## Requirement
Using the data that follows, return exactly the lines from the one that contains "the ear muff." through the one that contains "of the reflective", ends included.

## Data in this exercise

----------------

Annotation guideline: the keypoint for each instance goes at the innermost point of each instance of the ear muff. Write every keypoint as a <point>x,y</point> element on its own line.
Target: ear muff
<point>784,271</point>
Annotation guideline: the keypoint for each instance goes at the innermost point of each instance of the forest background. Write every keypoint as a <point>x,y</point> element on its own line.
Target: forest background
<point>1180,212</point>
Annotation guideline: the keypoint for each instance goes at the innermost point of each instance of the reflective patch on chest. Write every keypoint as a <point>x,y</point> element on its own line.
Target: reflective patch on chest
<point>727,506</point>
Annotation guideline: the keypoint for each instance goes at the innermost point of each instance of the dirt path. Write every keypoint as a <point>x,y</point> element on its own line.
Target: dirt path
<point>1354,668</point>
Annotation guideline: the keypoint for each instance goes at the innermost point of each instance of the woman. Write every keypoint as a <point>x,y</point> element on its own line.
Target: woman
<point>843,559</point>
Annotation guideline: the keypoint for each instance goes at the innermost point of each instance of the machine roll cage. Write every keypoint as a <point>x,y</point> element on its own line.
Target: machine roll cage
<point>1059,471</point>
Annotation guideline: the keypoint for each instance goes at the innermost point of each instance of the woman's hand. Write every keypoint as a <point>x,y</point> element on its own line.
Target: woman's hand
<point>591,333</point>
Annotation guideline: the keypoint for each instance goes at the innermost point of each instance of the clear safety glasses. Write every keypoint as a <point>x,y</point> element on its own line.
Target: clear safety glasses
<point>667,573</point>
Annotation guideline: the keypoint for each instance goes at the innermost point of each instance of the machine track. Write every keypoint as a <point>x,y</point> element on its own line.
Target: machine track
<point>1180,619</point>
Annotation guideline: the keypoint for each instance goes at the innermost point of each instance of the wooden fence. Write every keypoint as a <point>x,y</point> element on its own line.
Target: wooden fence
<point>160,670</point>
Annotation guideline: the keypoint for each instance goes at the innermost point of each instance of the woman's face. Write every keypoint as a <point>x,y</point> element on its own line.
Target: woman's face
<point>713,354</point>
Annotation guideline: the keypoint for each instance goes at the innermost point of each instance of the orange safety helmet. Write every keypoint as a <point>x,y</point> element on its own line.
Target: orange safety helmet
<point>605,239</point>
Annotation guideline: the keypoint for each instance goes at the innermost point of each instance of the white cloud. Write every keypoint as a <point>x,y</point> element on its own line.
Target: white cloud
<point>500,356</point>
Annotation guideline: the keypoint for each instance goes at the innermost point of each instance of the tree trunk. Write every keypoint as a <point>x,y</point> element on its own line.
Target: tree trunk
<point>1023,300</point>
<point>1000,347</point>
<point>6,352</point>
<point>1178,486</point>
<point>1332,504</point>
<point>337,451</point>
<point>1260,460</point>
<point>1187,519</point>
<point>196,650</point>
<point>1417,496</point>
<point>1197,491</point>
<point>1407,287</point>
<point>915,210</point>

----------------

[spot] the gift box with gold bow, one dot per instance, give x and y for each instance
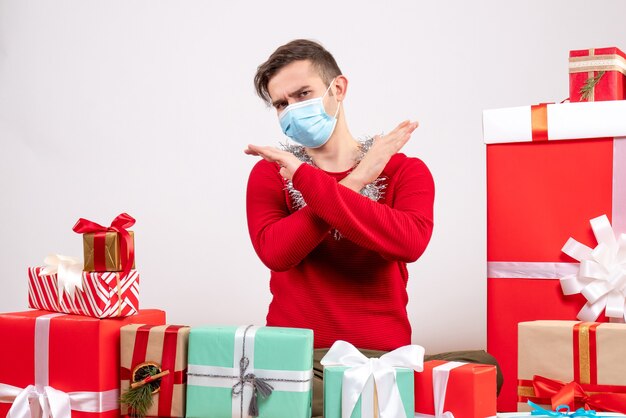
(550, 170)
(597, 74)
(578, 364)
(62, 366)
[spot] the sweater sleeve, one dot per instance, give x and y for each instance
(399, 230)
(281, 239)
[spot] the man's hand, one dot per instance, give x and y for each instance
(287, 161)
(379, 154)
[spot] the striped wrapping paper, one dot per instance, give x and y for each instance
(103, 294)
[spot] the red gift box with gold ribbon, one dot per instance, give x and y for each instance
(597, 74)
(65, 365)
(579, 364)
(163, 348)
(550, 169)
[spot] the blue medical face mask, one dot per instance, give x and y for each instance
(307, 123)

----------------

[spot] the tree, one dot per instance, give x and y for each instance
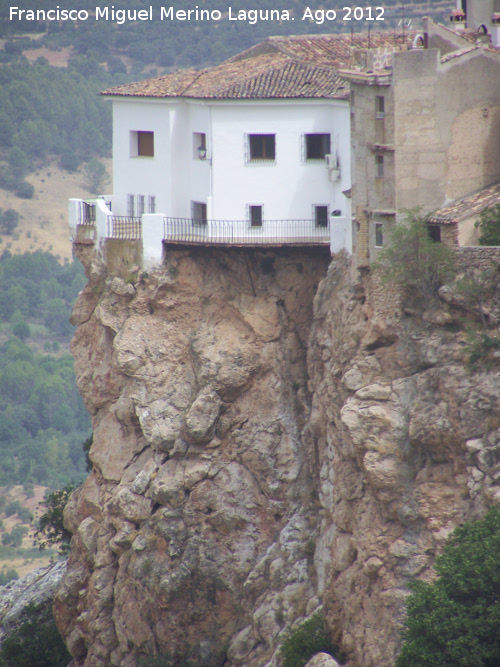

----------------

## Task result
Annotation guideline: the keypoint for each instance goes at the innermost point of each instance of the ear muff. Write every keypoint as a <point>x,y</point> element on its own line.
Target: ear muff
<point>784,271</point>
Annotation guideline: the keypoint for each instance goes at the innermost point of each instance of the forest background. Write every keypoint as a <point>x,y</point> element on its own line.
Target: forest background
<point>1180,212</point>
Annotation guideline: the keypoint for each instance goes at the innermost point of each instance of the reflective patch on chest. Write every keypoint as a <point>x,y</point> element on its own line.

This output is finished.